## Do this
Update the records below by replacing each "Sample output" with "Reference output". Leave everything else unchanged.

[Location identification items]
※ ※ ※

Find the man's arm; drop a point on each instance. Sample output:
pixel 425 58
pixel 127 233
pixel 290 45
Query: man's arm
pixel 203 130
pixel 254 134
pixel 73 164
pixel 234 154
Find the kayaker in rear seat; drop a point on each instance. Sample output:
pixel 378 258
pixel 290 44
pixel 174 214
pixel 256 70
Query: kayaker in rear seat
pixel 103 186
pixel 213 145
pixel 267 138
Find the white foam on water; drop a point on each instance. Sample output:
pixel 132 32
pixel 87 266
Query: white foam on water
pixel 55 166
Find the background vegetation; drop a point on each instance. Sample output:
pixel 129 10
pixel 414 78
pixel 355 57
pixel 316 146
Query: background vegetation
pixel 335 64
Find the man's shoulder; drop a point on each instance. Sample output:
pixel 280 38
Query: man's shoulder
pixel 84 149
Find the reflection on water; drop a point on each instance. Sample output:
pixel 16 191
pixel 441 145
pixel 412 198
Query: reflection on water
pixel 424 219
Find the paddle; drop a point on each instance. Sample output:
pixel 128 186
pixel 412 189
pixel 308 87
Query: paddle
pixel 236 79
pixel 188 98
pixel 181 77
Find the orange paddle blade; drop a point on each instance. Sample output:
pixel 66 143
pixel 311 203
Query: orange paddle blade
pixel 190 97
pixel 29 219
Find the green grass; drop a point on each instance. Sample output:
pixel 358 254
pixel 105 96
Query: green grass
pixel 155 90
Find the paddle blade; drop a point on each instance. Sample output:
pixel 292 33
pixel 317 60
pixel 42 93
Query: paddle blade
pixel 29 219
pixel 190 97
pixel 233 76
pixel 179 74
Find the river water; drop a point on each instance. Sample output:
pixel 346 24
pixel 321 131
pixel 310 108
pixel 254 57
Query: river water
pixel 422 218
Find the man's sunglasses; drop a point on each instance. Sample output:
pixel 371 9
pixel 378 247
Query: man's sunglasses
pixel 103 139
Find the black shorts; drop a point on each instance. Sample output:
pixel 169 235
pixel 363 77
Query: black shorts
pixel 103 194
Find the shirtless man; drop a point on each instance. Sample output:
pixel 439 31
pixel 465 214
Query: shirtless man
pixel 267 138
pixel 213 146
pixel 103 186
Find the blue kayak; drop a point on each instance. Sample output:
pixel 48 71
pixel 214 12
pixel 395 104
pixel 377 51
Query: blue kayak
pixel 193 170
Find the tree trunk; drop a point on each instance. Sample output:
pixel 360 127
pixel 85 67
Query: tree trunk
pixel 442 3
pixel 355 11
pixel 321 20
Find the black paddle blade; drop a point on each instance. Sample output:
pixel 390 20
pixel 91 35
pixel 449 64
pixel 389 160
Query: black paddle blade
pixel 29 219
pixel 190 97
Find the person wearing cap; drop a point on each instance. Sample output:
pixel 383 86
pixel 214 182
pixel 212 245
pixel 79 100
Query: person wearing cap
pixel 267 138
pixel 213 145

※ ※ ※

## Result of this exercise
Find the man's arm; drop a point on each instance. Reference output:
pixel 425 58
pixel 127 233
pixel 290 45
Query: man's arm
pixel 203 130
pixel 254 134
pixel 73 164
pixel 234 154
Find the kayaker in rear seat; drop a point on each instance. Reference output:
pixel 378 258
pixel 290 44
pixel 174 214
pixel 256 70
Query: kayaker in rear seat
pixel 103 186
pixel 213 145
pixel 267 138
Find the white foam on water; drop a point on each instance. Reference output:
pixel 132 32
pixel 87 266
Query: white foam on water
pixel 55 166
Find the background vegetation; drop a point on each instance. Reference output:
pixel 129 10
pixel 414 78
pixel 355 57
pixel 316 146
Query: background vegetation
pixel 335 64
Find the man's shoulder; drop a point on each instance. Reference output:
pixel 280 38
Query: man's shoulder
pixel 84 149
Find the reflection on water; drop a point on each instance. Reference output:
pixel 16 191
pixel 441 145
pixel 412 198
Query: reflection on water
pixel 424 219
Find the paddle; drop a point on each instance. Reference output:
pixel 128 186
pixel 412 189
pixel 308 87
Query: paddle
pixel 236 79
pixel 188 98
pixel 181 77
Find the orange paddle blade; drop a point on each instance. Reference output:
pixel 66 143
pixel 311 203
Query: orange paddle blade
pixel 190 97
pixel 29 219
Find the green grass; drop a point on each instance. Reference output:
pixel 358 254
pixel 105 96
Query: green grass
pixel 155 90
Find the paddle blade; drop a point on each instance. Reference output:
pixel 292 33
pixel 317 60
pixel 42 93
Query: paddle blade
pixel 29 219
pixel 190 97
pixel 233 76
pixel 179 74
Find the river water; drop a point on each instance. Reference output:
pixel 346 24
pixel 321 131
pixel 310 108
pixel 254 57
Query: river water
pixel 422 218
Find the man's sunglasses; drop a point on each instance. Reference output:
pixel 371 9
pixel 378 247
Query: man's sunglasses
pixel 103 139
Find the black shorts; drop a point on each instance. Reference output:
pixel 169 235
pixel 363 77
Query: black shorts
pixel 103 194
Find the shirtless man; drop a point on each instance. Reference output:
pixel 439 31
pixel 465 214
Query: shirtless man
pixel 267 138
pixel 213 146
pixel 103 186
Find the blue kayak; drop a point on each instance. Reference output:
pixel 48 71
pixel 214 12
pixel 395 104
pixel 377 51
Query: blue kayak
pixel 193 170
Find the tree trunk; drop a point on each instance. Reference output:
pixel 360 127
pixel 85 67
Query: tree trunk
pixel 442 3
pixel 355 11
pixel 321 20
Find the black paddle blade; drop a point on each instance. Reference output:
pixel 390 20
pixel 91 35
pixel 449 64
pixel 389 160
Query: black paddle blade
pixel 29 219
pixel 190 97
Find the person wearing cap; drop a point on each instance. Reference output:
pixel 383 86
pixel 214 182
pixel 212 245
pixel 79 100
Query: person wearing cap
pixel 267 138
pixel 213 145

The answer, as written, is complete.